LISTED RECORDS:
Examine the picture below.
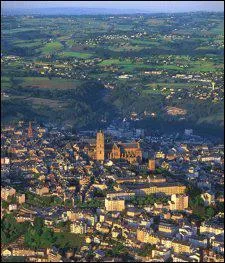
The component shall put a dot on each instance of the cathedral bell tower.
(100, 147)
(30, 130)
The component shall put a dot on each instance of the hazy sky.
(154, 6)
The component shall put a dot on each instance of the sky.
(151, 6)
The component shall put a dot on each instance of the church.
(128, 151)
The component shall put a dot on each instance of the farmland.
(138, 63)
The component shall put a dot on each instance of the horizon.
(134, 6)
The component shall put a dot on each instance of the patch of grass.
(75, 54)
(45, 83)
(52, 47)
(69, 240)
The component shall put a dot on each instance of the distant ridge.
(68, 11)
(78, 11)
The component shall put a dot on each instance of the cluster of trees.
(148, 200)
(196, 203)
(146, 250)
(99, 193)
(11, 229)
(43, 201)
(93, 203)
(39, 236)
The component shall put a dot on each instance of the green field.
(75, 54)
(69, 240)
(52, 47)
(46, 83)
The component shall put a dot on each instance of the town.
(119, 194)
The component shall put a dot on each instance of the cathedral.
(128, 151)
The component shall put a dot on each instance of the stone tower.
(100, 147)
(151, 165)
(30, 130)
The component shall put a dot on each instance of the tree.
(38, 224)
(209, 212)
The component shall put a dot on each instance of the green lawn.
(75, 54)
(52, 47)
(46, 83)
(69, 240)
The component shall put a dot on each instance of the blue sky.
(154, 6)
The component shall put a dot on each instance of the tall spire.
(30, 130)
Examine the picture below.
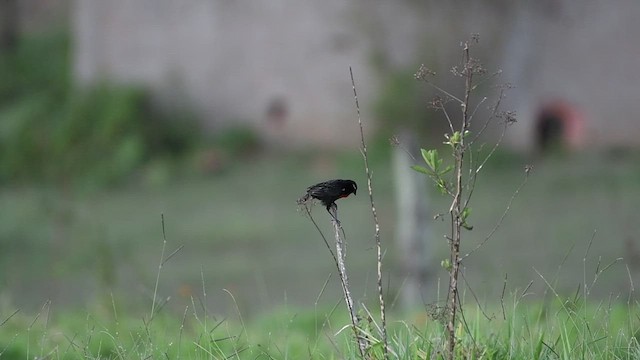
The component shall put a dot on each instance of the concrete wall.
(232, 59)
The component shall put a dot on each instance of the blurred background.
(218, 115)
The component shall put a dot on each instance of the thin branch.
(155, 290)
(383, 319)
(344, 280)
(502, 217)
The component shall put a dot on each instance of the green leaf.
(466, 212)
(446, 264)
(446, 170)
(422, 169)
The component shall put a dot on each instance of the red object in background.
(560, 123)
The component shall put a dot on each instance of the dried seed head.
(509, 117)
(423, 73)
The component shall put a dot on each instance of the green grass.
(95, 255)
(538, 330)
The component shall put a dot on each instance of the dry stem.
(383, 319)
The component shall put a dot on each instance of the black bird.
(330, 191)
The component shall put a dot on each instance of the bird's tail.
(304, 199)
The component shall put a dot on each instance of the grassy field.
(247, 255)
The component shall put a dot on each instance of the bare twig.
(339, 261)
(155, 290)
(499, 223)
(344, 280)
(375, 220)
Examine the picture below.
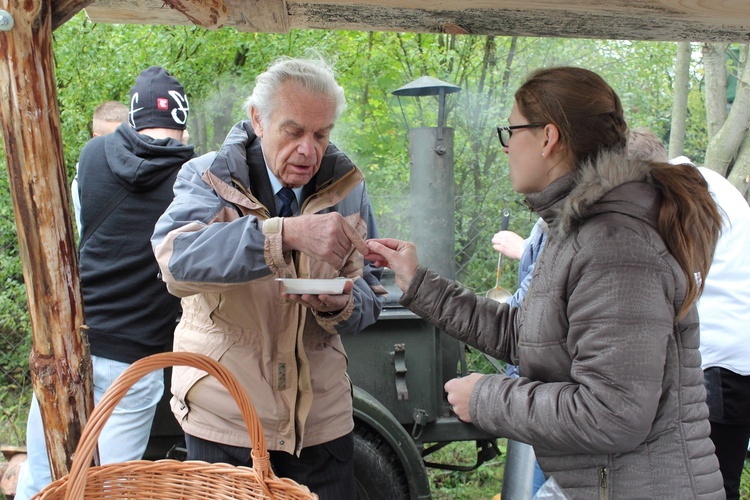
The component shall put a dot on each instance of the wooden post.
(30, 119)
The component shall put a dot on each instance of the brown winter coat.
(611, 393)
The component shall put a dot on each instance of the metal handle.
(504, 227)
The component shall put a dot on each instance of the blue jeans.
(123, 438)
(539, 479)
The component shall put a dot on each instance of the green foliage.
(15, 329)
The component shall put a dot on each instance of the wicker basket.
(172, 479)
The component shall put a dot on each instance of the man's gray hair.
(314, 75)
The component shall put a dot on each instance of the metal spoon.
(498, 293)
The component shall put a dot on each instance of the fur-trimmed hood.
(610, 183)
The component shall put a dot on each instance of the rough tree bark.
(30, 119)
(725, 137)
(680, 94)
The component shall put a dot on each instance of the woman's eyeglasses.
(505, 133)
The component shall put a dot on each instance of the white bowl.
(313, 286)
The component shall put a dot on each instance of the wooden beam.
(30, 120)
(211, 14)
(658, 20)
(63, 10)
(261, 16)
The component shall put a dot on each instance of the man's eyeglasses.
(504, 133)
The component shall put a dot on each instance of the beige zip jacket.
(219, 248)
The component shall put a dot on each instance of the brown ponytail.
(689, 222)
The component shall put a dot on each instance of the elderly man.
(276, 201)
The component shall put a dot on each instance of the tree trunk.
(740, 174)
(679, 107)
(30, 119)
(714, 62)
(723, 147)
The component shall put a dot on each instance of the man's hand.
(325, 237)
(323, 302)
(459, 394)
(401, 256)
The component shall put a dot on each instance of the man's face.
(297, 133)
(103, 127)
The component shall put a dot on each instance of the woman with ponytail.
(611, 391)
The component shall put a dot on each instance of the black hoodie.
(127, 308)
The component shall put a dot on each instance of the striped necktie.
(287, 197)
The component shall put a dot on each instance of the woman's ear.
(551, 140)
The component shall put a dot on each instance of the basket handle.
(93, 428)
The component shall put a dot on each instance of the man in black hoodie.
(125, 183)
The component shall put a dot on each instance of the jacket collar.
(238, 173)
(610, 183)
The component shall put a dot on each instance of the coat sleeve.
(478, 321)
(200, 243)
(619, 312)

WHAT YOU HAVE TO DO:
Drop the images; return the entries above exactly as they appear.

WRITTEN SOLUTION:
Examine the picture below.
The component shall put a dot on each instance of the cathedral bell tower.
(100, 147)
(30, 130)
The component shall put a dot on each instance of the hazy sky.
(154, 6)
The component shall put a dot on each instance of the sky.
(151, 6)
The component shall put a dot on each instance of the church.
(128, 151)
The component shall put a dot on each instance of the farmland.
(138, 63)
The component shall put a dot on each instance of the horizon.
(134, 6)
The component shall put a dot on each instance of the patch of grass.
(75, 54)
(45, 83)
(52, 47)
(69, 240)
The component shall put a dot on each instance of the distant ridge.
(68, 11)
(78, 11)
The component shall put a dot on each instance of the cluster of trees.
(148, 200)
(196, 203)
(146, 250)
(99, 193)
(11, 229)
(43, 201)
(93, 203)
(39, 236)
The component shall put a dot on each instance of the green field.
(75, 54)
(69, 240)
(52, 47)
(46, 83)
The component shall put a dot on each instance of the town.
(119, 194)
The component shall put a dot on each instance of the cathedral.
(128, 151)
The component shall put a dot on each instance of the stone tower.
(100, 147)
(151, 165)
(30, 130)
The component shall put a dot on each instance of the tree.
(38, 224)
(209, 212)
The component shall put a dot on each instance of the green lawn.
(75, 54)
(52, 47)
(46, 83)
(69, 240)
The component shall put a dot on each instance of the blue sky.
(154, 6)
The component shall put a dot on each instance of the tall spire.
(30, 130)
Examine the picture below.
The component shall put a dot on each instance of the concrete wall.
(232, 59)
The component shall put a dot on each instance of the blurred background.
(218, 115)
The component shall put a dot on each instance of the thin branch.
(155, 290)
(383, 319)
(344, 280)
(502, 217)
The component shall put a dot on each instance of the green leaf.
(466, 212)
(446, 264)
(446, 170)
(422, 169)
The component shall put a dot on each instance of the red object in background.
(560, 123)
The component shall put a dot on each instance of the dried seed head.
(509, 117)
(423, 73)
The component shall put a dot on each instance of the green grass.
(95, 255)
(538, 330)
The component shall put a dot on each instance of the dry stem.
(383, 319)
The component shall put a dot on each instance of the black bird.
(330, 191)
The component shall put a dot on each instance of the bird's tail.
(304, 199)
The component shall put a dot on each instance of the grassy field.
(247, 255)
The component shall put a dot on each instance of the bare twig.
(339, 261)
(155, 290)
(499, 223)
(344, 280)
(375, 220)
Examine the picture below.
The component shall put a dot on each instance of the wooden post.
(30, 119)
The component shall put a dot on each instance of the brown winter coat.
(611, 393)
The component shall put a dot on each instance of the metal handle.
(504, 227)
The component shall put a dot on each instance of the blue jeans.
(123, 438)
(539, 479)
The component shall put a dot on each instance of the green foliage.
(15, 329)
The component shall put a dot on each instance of the wicker basket.
(172, 479)
The component shall put a dot on each instance of the man's gray hair.
(314, 75)
The component shall put a dot on each instance of the metal spoon.
(498, 293)
The component shall put a dot on each instance of the fur-trimmed hood.
(610, 183)
The component shall put a dot on each instance of the rough tree bark.
(30, 119)
(725, 137)
(680, 94)
The component shall put a dot on each instance of the woman's eyeglasses.
(505, 133)
The component shall put a dot on each instance of the white bowl.
(313, 286)
The component shall put a dot on each instance of the wooden beam.
(30, 120)
(211, 14)
(658, 20)
(63, 10)
(261, 16)
The component shall put a dot on each instance of the man's eyeglasses.
(504, 133)
The component shall put a dot on each instance of the beige zip jacket.
(219, 248)
The component shall put a dot on each instance of the brown ponytail.
(689, 222)
The component shall put a dot on each instance of the elderly man.
(276, 201)
The component shall put a dot on each instance of the tree trunk.
(740, 174)
(679, 107)
(30, 119)
(714, 62)
(723, 147)
The component shall put a dot on each instance of the man's hand.
(325, 237)
(323, 302)
(459, 394)
(401, 256)
The component shall put a dot on each instance of the man's face.
(297, 133)
(103, 127)
The component shall put a dot on each instance of the woman with ponytail.
(611, 391)
The component shall put a dot on each instance of the black hoodie.
(127, 308)
The component shall put a dot on each instance of the striped necktie.
(287, 197)
The component shall put a dot on each instance of the woman's ear.
(551, 140)
The component shall put a dot on each instance of the basket handle.
(93, 428)
The component shall put a dot on each instance of the man in black hoodie.
(125, 183)
The component shall put a dot on each instance of the jacket collar.
(238, 173)
(610, 183)
The component shall put a dot on each instance of the coat sleeve.
(478, 321)
(200, 243)
(619, 312)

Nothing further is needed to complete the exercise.